I've had an email discussion lately that hasn't gone anywhere. I wrote the following response over the last 24 hour period but I know it won't do me any good to send it because I will likely get the same response again. However, I need to get this out of my system.
1) I feel the group did accommodate us by meeting at our house when we first joined so I could be more physically comfortable and also for the kids to get to bed. Other than that, I am not sure what's being referred to by saying home group has been "bending over backwards" for us. Most home groups rotate homes routinely anyway, or at least most did last I was aware of. We try especially hard to make sure we do not complain, heck we keep most things to ourselves period, all to make sure we don't come across as needy or a bother. We are frequently told that behavior frustrates people to no end because we never let anyone know our needs, but yet now one person feels we have home group catering to our every need?
So which is it: do we say too little, or do we say too much? We actually have been feeling left out and/or ignored much of the time because of things such as the party we had which also helped raise funds for the brain tumor walk we do every year up in Phoenix, though we made it clear people were certainly welcome to just come enjoy themselves without contributing; we sent invitations to nearly everyone at church. As for home group, P. came but only one person RSVP'd, despite it being planned a few months out, so I was left not knowing if anyone was going to show, such as when people forget to respond but show up anyway, which would have been fine. We prepped for the whole church just in case, but when only P. from home group showed up, along with D. from church came with his daughter, it certainly felt like nobody at church cared about us or the cause one bit (J. had out of town plans and kindly made a contribution during group; she has been a wonderful friend long before we joined group). But who can't take 3 seconds to click "no" on FB or email invitations? The only RSVPs we received were the ones from out of state--the people we sent invitations to out of courtesy because they like to know what's going on with the walk every year (someone once traveled from NY to do the walk with us). It was just one more kick in the gut, one more confirmation to the feelings I have written about on my blog. Not responding to invitations, not letting people know if someone will be late (like when people are late to home group and don't call, or simply don't show up at all), not sharing change in plans, saying they need to talk to us about something and will call at a certain time and it never happens, is very frustrating and after repeated incidents it feels we just aren't wanted, and certainly don't see the "bending over backwards."
Someone from home group came over unexpectedly one morning, upset and crying. I'd written a very detailed blog post about something impacting my family, and J. read it the night before. She came over first thing in the morning, feeling A) if I can post the situation on my blog for the world to see but not share something so important with home group, who is supposed to be a family of sorts, then I need to face that having dire needs is not a weakness; however, what seemed the most upsetting thing was B) I not only failed in my lack of trusting the group, but home group also failed in that nobody saw or figured out what was happening in front of their eyes. I have have considered J. a very good friend long before I joined this home group. She is one of only 2 people who has kept in touch with me while I've been stuck at home these years. I treasure her friendship.
Sorry but I still don't see us as bad guys here. We are deciding which churches to check out. It will be strange after having gone to this one the last 7 years, but enough is enough.

[Collected data]
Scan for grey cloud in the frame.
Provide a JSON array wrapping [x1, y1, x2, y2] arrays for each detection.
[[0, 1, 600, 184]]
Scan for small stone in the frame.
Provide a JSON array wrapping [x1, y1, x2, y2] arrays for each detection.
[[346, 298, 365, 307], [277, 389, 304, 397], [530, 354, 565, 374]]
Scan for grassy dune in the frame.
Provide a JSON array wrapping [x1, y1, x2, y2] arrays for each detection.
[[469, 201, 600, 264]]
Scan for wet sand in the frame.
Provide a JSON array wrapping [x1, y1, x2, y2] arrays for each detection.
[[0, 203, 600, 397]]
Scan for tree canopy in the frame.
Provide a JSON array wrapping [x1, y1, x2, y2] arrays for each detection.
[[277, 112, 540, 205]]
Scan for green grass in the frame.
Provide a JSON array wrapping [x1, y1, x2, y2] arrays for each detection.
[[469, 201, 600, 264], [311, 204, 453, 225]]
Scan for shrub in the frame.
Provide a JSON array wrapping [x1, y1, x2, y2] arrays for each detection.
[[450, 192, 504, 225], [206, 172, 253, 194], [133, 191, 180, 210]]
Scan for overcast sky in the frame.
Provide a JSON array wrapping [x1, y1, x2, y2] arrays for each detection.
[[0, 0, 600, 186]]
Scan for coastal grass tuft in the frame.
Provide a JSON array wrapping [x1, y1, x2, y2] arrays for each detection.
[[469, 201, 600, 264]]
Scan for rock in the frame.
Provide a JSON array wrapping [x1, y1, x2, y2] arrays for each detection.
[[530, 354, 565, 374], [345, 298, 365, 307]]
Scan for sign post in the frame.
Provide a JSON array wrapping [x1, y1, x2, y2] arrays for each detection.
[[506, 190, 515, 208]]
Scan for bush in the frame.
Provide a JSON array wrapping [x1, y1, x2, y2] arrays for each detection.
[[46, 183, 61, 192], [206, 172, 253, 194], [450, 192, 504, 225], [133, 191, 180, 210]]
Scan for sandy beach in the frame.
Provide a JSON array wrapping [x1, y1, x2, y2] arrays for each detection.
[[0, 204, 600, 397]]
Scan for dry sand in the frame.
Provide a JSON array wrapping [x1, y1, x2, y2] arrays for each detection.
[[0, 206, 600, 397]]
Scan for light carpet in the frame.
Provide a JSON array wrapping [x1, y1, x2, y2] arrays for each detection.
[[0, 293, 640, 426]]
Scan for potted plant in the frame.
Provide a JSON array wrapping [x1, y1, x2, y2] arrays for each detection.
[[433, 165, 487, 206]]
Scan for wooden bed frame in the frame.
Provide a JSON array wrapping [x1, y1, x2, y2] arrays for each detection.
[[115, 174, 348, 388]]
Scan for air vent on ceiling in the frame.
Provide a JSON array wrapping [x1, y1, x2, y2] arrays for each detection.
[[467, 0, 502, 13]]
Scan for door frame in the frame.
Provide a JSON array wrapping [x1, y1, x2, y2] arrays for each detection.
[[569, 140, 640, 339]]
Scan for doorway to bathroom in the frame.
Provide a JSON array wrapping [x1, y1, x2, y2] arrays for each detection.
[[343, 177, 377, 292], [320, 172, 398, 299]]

Questions to answer:
1 – Answer these questions using the post about the home group:
(a) In what city is the annual brain tumor walk held?
(b) How many years has the writer been going to the current church?
(c) How many people have kept in touch with the writer during the years stuck at home?
2 – Quote the post about the home group word for word, starting with "1) I feel the" and going on through "our every need?".

Per-task outputs:
1 –
(a) Phoenix
(b) 7 years
(c) 2 people

2 –
1) I feel the group did accommodate us by meeting at our house when we first joined so I could be more physically comfortable and also for the kids to get to bed. Other than that, I am not sure what's being referred to by saying home group has been "bending over backwards" for us. Most home groups rotate homes routinely anyway, or at least most did last I was aware of. We try especially hard to make sure we do not complain, heck we keep most things to ourselves period, all to make sure we don't come across as needy or a bother. We are frequently told that behavior frustrates people to no end because we never let anyone know our needs, but yet now one person feels we have home group catering to our every need?